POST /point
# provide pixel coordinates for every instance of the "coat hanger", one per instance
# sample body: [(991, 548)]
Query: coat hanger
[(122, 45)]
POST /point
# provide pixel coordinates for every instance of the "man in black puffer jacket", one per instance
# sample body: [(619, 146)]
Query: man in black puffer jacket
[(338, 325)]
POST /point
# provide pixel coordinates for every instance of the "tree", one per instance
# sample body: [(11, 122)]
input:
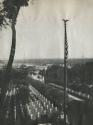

▶ Work instructions: Please rewrite all of the data above, changing "pixel coordinates" to "point coordinates" wherever it occurs and leaving everything else as is. Don't include the pictures.

▶ Expected answer:
POST /point
# provide point coordinates for every instance of the "coat hanger", one per instance
# sample body: [(991, 548)]
Query: coat hanger
[(122, 45)]
POST /point
# provide point coordinates for every instance of the "man in black puffer jacket", one per instance
# sample body: [(619, 146)]
Query: man in black puffer jacket
[(338, 325)]
POST /point
# provide point coordinates for every instance of the "tree", one per instance
# sample body: [(11, 122)]
input:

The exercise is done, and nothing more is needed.